> WHAT YOU SHOULD DO: Once the line containing "Object class to annotate: person writing" is found in the entries below, restate it and each following line word for word, stopping after the line containing "Object class to annotate: folding chair".

> Items from a dataset:
++++++++++++++++++++

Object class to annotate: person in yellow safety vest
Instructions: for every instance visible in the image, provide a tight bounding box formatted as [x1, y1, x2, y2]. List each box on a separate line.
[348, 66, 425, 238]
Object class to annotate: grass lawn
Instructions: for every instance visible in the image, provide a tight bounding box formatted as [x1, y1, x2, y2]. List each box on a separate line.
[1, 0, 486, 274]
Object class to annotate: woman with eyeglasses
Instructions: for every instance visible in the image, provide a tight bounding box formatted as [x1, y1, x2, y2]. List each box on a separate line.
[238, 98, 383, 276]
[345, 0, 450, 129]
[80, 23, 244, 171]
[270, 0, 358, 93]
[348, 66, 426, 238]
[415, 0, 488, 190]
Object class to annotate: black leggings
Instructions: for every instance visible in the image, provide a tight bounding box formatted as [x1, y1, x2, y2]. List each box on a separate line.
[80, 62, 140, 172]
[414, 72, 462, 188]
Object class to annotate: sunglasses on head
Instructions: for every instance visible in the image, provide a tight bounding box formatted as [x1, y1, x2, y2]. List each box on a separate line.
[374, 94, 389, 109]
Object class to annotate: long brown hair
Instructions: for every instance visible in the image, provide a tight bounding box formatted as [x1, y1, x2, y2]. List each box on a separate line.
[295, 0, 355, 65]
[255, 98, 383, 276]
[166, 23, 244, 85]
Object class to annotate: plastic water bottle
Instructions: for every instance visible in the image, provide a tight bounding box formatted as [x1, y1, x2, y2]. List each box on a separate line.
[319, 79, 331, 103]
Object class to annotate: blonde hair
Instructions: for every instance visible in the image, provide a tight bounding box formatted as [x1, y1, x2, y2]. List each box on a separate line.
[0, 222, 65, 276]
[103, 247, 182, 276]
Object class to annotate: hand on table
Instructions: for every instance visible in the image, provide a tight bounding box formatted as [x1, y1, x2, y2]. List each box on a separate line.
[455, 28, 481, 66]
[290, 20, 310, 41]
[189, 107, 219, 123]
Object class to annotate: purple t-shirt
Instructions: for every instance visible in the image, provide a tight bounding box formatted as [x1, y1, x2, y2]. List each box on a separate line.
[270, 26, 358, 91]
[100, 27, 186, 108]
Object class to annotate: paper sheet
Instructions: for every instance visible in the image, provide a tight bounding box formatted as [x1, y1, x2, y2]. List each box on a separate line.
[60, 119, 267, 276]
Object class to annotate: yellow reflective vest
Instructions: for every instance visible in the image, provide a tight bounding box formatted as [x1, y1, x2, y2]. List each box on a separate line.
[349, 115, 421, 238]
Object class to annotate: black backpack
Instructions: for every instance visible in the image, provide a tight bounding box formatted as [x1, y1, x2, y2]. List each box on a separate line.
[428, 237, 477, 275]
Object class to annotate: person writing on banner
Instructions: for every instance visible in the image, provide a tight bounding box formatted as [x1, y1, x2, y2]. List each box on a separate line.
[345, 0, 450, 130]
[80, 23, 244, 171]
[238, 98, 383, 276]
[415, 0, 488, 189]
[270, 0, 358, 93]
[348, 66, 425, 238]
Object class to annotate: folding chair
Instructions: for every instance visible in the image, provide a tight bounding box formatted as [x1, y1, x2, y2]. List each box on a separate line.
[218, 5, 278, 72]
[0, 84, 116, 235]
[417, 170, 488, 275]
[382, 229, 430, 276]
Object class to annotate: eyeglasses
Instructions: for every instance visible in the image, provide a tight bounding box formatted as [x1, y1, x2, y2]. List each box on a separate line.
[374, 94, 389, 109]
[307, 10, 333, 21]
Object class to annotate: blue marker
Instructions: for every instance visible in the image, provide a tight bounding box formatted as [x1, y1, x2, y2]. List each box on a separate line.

++++++++++++++++++++

> RESPONSE FOR THIS EXERCISE:
Object class to annotate: person writing on banner
Instructions: for every instance visible in the image, provide a tight bounding box formatted as [x1, y1, x2, y2]. List each box on a separate line.
[345, 0, 450, 130]
[80, 23, 244, 171]
[238, 98, 383, 276]
[415, 0, 488, 189]
[270, 0, 358, 93]
[348, 66, 425, 238]
Object class to annotate: folding chair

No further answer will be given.